THE PROBLEM -
Using the entries that follow, establish how many lines contain the word "photograph" and give only that figure.

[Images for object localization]

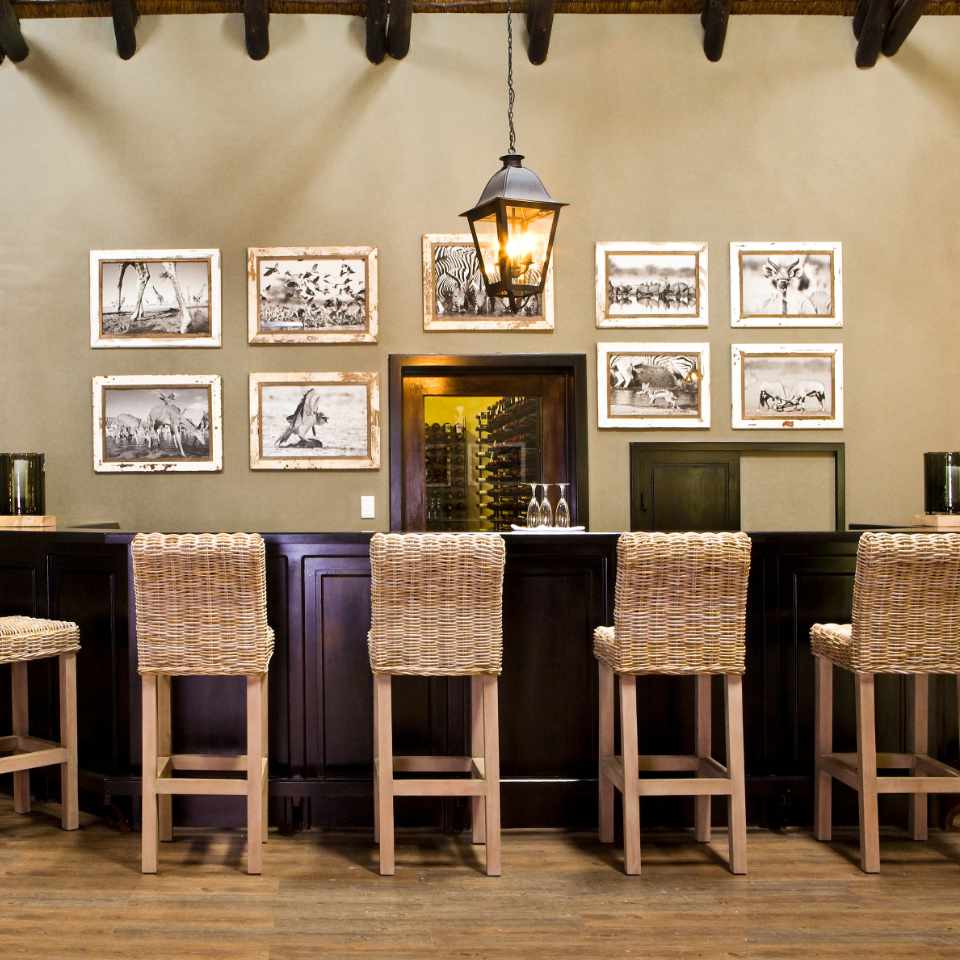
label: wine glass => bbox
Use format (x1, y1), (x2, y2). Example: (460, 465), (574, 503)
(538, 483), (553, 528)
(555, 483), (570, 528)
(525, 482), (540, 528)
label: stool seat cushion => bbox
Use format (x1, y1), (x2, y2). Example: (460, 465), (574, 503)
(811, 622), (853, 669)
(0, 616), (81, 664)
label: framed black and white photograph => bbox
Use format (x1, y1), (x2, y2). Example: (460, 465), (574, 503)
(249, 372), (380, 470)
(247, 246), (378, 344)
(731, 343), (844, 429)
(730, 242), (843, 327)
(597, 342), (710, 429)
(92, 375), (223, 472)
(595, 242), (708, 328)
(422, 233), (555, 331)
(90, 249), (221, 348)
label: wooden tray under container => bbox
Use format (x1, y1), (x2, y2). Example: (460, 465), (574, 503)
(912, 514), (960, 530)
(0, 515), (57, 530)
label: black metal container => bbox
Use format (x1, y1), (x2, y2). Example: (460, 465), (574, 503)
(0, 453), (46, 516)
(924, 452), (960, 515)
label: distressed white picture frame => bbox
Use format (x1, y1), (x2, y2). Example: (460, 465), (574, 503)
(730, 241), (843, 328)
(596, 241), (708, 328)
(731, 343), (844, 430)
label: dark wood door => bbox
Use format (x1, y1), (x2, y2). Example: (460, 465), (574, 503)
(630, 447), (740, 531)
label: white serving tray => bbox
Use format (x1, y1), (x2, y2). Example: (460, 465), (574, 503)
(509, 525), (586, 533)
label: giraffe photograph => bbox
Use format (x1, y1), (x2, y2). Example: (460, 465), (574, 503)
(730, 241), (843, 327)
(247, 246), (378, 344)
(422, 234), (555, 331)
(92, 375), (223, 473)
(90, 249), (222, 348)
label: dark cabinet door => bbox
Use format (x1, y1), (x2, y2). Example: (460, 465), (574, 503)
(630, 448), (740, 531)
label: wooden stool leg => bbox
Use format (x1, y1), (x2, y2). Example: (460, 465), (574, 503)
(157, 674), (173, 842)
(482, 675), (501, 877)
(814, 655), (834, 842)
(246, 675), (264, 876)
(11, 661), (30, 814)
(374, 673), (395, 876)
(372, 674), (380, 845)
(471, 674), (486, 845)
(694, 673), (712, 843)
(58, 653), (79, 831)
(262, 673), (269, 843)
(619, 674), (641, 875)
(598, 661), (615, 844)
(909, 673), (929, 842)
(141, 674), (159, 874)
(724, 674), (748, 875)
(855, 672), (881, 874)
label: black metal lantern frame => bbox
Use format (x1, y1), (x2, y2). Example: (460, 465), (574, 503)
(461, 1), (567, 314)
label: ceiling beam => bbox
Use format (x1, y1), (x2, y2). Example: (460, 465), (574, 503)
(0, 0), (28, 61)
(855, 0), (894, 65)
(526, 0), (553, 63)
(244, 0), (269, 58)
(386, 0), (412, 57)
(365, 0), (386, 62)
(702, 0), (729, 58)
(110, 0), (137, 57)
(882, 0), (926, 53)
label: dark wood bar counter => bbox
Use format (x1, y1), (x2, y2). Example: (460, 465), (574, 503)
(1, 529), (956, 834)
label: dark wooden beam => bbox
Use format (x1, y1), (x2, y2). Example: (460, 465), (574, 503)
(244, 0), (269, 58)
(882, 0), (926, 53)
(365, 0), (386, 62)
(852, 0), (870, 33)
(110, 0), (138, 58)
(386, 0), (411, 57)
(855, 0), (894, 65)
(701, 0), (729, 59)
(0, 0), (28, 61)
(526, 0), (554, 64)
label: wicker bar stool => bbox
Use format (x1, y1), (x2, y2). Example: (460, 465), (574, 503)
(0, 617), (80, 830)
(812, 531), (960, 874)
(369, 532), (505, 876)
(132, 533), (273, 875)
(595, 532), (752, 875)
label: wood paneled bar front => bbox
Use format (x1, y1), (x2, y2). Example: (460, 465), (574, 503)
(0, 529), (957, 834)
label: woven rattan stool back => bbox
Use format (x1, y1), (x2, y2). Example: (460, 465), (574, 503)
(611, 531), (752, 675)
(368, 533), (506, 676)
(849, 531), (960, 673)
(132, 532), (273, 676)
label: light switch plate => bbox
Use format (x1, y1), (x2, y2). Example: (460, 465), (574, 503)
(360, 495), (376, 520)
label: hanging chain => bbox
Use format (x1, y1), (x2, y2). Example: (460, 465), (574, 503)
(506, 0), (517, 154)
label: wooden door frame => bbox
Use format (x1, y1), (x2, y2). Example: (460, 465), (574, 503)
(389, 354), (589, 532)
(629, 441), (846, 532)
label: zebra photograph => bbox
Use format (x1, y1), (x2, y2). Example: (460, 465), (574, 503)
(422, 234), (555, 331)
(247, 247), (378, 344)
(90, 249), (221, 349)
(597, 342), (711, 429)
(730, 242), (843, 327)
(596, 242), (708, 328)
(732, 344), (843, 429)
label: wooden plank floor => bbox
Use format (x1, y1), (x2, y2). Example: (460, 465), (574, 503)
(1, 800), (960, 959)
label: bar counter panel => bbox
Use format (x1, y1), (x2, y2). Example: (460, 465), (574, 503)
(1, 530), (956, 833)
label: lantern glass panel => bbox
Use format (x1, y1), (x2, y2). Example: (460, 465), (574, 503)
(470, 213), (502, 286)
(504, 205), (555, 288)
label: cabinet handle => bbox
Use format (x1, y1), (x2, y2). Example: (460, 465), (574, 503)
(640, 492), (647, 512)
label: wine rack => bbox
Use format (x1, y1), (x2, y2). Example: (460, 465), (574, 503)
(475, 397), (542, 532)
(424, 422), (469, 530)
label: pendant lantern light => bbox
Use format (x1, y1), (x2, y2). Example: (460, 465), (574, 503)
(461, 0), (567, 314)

EXERCISE RESULT -
3